TRECHO FORNECIDO:

Considerando a pequena dimensão territorial do município de Balneário Camboriú/SC; sua alta densidade demográfica; seu produto interno bruto (renda per capita); o alto valor despendido na área da construção civil; o  número de incorporações imobiliárias ocorridas desde 2004; conclui-se que este mercado necessita de atenção especial, no que diz respeito à segurança jurídica aos compradores de unidade autônomas imobiliárias, especialmente quando  adquiridas na planta.

Ao examinar a implementação do instituto do patrimônio de afetação, na cidade de Balneário Camboriú/SC, apurou-se que o mesmo teve pouquíssima representatividade (menos de 13%), desde agosto de 2004, quando da sua instituição no ordenamento jurídico.

Diante da análise do referencial teórico discorrido neste artigo, e da pesquisa de campo aqui exposta, retoma-se a o objetivo geral e específico da pesquisa.

A questão norteadora deste artigo foi: serviria o como instrumento para a efetivação das políticas públicas de habitação? Assim, foi objetivo geral deste trabalho, analisar se o Patrimônio de Afetação serviria como instrumento para auxiliar efetivação das políticas públicas de habitação. Tem-se como objetivo específico, averiguar se as incorporadoras imobiliárias de Balneário Camboriú estão aderindo ao regime de afetação, embora o mesmo seja facultativo.

[Registros de um conjunto de rotulagem de pontos]
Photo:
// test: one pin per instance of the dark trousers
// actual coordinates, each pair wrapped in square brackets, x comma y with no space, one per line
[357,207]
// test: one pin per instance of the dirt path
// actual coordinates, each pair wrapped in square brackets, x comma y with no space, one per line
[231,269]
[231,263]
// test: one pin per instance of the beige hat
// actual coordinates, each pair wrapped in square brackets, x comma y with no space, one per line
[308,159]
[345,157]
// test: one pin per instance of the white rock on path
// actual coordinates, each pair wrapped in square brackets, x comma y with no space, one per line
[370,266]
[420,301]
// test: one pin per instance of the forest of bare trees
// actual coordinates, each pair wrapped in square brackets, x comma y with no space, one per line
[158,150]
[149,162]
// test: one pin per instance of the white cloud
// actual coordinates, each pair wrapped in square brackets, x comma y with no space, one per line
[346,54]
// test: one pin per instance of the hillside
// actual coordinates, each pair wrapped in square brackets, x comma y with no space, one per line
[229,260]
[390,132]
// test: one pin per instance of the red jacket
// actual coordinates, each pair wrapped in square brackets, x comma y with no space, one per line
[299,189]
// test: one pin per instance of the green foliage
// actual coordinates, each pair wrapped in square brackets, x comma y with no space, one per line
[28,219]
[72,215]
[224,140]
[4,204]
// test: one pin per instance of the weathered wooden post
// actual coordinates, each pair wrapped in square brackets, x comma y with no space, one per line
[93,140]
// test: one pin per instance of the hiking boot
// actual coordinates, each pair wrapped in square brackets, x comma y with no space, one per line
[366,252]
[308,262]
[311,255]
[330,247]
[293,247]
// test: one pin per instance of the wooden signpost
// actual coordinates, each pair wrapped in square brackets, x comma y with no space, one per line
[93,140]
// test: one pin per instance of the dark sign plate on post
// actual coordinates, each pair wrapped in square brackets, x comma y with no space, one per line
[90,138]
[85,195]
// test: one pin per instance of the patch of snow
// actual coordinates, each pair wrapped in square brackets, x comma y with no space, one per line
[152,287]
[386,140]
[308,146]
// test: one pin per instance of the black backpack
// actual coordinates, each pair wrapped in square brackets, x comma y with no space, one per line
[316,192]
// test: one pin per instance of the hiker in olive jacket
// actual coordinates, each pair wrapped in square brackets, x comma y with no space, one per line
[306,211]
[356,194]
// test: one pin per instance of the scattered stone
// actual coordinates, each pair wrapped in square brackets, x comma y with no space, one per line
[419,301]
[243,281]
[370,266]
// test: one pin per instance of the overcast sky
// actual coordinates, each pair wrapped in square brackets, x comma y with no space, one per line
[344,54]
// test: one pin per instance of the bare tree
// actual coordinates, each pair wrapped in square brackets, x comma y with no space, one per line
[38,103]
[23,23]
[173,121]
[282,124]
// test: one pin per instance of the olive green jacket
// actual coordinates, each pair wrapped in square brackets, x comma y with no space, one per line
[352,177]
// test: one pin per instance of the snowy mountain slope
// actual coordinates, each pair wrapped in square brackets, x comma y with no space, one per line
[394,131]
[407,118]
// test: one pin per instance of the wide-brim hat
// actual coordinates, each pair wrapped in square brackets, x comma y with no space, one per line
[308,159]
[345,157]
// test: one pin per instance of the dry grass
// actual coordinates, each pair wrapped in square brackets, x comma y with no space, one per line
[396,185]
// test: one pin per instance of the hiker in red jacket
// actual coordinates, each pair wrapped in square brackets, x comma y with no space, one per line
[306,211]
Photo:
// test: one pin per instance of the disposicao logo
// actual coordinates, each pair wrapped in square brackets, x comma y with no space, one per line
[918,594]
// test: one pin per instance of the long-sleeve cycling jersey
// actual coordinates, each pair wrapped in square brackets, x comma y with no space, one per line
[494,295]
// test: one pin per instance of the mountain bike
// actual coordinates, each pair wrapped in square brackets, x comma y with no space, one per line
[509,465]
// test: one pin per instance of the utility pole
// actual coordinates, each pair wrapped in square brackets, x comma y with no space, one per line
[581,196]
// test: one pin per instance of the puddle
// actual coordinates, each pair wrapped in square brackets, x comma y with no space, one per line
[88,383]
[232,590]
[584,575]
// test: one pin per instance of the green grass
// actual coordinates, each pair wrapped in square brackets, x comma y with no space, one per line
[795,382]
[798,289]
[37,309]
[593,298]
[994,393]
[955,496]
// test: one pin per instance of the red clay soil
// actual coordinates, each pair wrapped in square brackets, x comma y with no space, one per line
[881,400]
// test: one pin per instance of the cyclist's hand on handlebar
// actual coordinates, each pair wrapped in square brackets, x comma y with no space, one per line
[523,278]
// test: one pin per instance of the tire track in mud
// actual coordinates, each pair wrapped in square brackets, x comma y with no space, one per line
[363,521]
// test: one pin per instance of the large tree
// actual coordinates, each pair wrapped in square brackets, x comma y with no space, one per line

ENUNCIADO: Reproduza o trecho sobre o patrimônio de afetação em Balneário Camboriú, começando em "Diante da análise" e seguindo até "específico da pesquisa.". Baseie-se somente no trecho.

RESPOSTA DO EXERCÍCIO:
Diante da análise do referencial teórico discorrido neste artigo, e da pesquisa de campo aqui exposta, retoma-se a o objetivo geral e específico da pesquisa.